# [Description of the task]
Would you please copy each line below that includes the string "shirt"?

-- The data follows --

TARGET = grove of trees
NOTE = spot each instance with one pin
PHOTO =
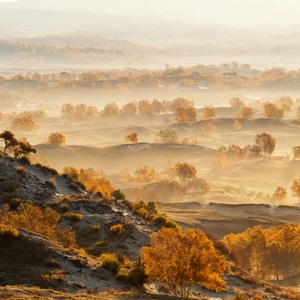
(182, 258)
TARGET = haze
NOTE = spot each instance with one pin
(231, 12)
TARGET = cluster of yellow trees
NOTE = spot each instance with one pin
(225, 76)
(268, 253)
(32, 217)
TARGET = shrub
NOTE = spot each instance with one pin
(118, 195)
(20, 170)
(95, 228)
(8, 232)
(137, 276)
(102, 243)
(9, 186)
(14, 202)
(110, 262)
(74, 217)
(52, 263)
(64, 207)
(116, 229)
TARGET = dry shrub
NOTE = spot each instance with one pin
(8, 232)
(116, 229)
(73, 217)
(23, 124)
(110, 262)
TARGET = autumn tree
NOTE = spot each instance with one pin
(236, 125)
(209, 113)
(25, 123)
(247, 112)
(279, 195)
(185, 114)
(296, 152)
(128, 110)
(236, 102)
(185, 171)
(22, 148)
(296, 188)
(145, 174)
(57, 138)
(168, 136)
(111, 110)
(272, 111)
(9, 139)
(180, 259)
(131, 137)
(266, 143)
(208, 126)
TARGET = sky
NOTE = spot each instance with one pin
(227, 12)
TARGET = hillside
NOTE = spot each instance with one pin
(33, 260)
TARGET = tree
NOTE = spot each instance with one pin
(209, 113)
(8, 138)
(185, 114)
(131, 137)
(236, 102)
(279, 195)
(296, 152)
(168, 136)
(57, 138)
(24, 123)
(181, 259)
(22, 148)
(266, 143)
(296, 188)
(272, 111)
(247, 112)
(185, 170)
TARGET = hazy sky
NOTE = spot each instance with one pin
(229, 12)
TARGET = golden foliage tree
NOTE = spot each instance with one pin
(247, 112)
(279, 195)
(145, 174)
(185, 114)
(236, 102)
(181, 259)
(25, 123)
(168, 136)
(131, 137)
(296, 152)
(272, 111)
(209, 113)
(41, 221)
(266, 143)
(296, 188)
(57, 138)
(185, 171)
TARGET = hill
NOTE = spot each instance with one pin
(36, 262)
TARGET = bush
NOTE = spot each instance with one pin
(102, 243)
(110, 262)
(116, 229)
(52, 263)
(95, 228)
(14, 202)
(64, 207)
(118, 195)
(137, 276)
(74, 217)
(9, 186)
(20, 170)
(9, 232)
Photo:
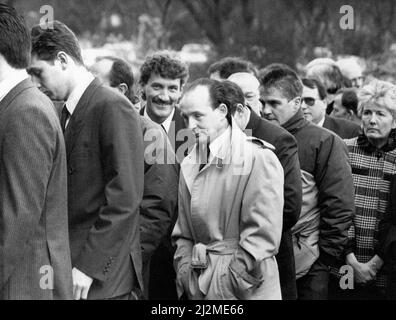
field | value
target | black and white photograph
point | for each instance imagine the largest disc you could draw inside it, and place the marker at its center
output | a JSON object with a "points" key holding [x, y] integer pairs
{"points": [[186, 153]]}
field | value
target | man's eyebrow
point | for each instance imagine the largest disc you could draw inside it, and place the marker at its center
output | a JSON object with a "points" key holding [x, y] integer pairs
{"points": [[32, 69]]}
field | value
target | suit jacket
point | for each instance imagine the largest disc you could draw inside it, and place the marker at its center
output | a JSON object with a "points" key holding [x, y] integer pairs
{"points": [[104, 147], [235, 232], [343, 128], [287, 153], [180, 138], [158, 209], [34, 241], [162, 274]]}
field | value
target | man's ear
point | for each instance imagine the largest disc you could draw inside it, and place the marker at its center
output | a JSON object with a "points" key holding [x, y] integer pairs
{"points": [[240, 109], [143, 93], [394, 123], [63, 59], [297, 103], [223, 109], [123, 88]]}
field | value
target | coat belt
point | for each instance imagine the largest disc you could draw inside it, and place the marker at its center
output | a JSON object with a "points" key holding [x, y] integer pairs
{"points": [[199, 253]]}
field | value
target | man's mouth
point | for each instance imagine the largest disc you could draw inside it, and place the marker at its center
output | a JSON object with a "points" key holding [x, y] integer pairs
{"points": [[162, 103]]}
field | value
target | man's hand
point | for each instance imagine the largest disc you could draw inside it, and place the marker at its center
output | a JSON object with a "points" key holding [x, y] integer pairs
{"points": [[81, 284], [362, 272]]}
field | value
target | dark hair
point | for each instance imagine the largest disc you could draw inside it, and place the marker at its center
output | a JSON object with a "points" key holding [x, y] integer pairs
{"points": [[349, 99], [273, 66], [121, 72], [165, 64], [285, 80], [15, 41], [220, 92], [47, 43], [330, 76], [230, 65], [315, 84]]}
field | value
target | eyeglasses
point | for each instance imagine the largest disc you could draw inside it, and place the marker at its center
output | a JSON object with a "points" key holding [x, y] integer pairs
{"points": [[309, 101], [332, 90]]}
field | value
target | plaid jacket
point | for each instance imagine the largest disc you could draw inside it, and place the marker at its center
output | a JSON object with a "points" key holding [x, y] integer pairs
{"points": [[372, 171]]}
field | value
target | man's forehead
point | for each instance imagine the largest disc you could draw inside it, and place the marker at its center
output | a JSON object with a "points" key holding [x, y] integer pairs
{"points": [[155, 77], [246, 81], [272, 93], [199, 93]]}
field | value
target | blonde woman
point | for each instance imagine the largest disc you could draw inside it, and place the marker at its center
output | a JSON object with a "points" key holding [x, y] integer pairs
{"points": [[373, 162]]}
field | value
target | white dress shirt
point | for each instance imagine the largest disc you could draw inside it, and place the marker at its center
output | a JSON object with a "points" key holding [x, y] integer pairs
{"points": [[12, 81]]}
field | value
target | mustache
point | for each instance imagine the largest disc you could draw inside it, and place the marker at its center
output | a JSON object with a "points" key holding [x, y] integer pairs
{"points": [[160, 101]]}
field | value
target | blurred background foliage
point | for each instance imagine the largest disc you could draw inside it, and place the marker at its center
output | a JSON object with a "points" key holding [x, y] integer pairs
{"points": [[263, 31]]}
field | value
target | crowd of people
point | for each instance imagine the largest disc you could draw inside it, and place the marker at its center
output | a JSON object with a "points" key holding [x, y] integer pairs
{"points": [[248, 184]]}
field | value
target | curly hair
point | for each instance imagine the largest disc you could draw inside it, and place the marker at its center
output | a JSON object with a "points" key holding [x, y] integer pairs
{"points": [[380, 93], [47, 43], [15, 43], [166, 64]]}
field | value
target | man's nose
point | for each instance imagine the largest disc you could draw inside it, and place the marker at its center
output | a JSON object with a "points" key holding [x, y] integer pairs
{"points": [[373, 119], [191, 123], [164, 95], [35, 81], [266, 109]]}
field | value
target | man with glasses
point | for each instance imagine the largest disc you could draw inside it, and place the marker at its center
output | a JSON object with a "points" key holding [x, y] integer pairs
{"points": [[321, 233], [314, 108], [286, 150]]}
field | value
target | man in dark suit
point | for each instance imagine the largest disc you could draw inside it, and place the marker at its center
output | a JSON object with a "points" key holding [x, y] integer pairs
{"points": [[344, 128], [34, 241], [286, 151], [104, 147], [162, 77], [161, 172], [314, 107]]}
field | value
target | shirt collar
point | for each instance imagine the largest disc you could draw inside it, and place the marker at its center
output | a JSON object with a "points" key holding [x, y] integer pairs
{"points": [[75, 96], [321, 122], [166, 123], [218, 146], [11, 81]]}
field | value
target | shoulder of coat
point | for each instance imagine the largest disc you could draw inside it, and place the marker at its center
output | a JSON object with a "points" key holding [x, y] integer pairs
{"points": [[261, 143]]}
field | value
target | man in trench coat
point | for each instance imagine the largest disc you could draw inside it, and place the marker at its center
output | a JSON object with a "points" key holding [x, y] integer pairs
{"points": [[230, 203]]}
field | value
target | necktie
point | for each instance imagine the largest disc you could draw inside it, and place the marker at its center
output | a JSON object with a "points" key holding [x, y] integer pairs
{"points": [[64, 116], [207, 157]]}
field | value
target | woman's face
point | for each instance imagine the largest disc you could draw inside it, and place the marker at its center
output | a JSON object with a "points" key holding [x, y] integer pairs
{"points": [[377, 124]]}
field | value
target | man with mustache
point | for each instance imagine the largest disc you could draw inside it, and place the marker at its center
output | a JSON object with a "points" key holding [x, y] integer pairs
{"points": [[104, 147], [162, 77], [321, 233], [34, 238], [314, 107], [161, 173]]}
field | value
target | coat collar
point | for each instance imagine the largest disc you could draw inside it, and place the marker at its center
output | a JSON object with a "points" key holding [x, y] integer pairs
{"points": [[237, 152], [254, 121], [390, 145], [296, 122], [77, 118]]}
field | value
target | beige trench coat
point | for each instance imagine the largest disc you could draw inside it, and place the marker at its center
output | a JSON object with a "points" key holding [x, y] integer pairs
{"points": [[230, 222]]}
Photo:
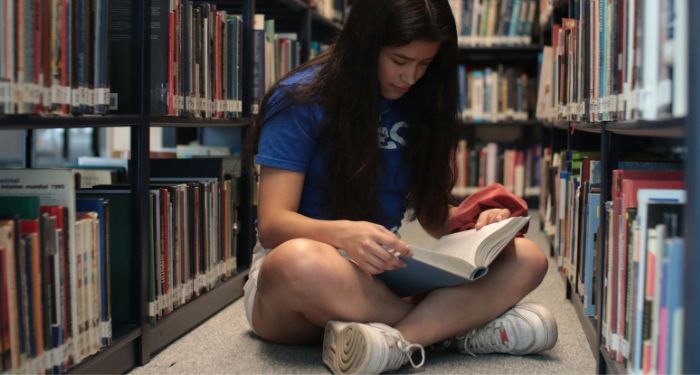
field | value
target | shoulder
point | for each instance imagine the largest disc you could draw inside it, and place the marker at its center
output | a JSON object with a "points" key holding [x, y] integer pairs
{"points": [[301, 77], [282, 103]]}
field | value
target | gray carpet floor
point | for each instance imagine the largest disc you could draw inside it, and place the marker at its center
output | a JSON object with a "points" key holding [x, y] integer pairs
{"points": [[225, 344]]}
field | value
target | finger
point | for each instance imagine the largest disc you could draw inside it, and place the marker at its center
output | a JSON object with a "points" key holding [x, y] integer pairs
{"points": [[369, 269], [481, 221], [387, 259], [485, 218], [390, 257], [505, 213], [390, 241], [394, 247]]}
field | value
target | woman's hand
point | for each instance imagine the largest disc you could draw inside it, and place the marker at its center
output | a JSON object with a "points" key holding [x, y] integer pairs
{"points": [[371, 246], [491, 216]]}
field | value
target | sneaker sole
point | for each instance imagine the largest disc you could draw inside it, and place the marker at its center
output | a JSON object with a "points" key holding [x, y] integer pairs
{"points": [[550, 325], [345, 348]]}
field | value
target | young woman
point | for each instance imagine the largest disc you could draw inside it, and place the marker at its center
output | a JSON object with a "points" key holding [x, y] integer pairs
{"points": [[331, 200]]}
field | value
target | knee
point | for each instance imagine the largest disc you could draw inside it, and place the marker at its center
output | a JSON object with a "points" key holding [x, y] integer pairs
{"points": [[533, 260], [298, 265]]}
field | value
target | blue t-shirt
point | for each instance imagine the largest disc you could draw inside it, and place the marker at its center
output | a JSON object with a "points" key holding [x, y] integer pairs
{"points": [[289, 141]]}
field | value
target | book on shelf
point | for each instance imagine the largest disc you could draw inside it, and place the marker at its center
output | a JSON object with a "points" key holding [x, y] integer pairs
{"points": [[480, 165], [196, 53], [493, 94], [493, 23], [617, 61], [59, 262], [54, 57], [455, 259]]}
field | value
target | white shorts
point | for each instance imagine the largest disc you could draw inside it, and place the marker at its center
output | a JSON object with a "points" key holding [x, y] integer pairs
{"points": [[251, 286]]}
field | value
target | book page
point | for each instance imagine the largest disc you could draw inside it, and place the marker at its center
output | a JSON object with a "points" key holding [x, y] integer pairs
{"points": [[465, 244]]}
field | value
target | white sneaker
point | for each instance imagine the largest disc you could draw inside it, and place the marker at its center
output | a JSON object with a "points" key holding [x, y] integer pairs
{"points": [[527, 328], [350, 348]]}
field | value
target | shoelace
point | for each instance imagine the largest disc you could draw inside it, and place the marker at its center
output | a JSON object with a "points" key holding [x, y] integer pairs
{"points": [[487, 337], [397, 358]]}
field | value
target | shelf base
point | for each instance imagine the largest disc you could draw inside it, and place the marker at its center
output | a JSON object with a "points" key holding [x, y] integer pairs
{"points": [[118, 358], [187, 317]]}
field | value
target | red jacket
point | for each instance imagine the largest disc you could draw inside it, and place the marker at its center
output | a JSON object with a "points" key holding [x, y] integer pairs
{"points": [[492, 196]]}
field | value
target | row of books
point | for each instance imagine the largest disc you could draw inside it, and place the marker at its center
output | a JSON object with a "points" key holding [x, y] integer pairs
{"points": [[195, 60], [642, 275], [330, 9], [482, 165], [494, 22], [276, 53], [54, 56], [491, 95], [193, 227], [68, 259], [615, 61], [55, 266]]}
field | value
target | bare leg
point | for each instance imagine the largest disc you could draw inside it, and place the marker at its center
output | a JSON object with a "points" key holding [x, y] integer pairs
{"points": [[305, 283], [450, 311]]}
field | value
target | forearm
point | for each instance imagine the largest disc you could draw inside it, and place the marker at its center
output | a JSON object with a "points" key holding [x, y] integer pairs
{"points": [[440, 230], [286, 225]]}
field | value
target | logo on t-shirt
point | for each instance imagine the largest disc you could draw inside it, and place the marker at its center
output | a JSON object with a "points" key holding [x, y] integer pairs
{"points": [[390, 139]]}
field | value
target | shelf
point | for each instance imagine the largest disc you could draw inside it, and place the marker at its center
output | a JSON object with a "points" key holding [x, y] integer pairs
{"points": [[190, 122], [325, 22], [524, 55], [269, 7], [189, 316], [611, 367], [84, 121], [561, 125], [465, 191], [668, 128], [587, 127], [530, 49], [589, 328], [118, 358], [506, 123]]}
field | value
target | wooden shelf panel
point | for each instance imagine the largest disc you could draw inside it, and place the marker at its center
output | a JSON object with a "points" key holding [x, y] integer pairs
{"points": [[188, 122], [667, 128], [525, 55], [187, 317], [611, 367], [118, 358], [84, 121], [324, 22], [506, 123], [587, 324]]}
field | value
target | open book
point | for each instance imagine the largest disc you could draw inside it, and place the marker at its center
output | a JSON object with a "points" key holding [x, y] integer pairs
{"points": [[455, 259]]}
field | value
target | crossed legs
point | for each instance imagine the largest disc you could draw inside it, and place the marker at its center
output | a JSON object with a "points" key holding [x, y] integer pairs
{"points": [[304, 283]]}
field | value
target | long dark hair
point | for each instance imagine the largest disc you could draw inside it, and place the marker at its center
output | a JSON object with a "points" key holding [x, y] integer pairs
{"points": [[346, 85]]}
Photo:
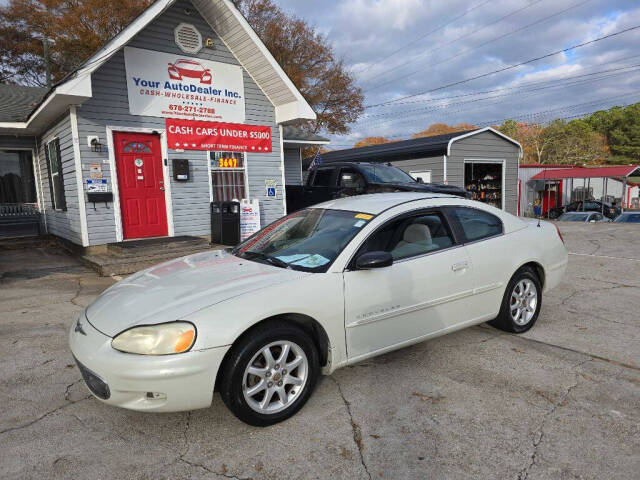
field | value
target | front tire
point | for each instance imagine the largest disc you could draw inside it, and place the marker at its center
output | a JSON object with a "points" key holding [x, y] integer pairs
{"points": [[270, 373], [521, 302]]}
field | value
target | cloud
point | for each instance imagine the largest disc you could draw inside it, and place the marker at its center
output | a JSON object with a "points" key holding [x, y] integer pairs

-- The data concluded --

# [Written solution]
target | white dress shirt
target | shirt collar
target | blue t-shirt
target | logo on t-shirt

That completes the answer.